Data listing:
○ ○ ○

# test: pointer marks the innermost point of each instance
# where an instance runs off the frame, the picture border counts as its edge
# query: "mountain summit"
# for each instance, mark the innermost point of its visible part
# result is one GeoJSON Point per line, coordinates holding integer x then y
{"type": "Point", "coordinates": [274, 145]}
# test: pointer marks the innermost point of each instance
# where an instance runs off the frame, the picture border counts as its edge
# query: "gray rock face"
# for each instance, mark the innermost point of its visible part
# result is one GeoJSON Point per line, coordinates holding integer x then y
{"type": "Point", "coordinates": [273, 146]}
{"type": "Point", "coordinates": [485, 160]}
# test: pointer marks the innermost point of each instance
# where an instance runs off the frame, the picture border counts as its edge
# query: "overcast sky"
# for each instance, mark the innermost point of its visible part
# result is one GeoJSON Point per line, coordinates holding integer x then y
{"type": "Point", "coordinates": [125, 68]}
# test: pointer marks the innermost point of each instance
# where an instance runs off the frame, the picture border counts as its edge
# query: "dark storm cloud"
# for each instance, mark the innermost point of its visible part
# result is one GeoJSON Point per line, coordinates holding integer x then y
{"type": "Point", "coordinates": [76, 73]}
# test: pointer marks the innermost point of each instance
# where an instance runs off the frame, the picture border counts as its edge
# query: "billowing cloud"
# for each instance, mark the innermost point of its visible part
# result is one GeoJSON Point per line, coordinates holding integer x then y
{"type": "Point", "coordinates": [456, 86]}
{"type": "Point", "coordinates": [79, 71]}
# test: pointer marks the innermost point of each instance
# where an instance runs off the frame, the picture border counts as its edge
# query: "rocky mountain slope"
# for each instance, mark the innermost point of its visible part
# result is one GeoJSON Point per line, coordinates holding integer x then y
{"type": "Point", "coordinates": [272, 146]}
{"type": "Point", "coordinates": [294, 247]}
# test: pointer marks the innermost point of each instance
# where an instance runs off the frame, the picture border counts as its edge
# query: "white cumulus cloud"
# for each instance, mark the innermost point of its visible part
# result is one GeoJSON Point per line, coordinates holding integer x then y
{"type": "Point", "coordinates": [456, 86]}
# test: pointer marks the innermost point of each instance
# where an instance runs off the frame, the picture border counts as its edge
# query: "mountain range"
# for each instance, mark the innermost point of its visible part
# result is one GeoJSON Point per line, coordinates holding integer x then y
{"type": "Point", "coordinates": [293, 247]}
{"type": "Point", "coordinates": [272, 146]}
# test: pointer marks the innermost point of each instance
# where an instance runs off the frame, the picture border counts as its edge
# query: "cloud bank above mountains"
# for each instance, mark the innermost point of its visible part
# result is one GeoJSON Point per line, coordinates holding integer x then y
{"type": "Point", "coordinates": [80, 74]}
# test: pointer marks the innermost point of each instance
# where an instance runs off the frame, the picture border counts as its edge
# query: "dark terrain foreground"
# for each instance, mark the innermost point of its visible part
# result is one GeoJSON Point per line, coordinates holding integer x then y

○ ○ ○

▸ Given instruction
Locate each line of the listing that contains the string "dark", and copy those lines. Case counts.

▸ Result for this exercise
# query: "dark storm cloud"
# query: "dark terrain foreground"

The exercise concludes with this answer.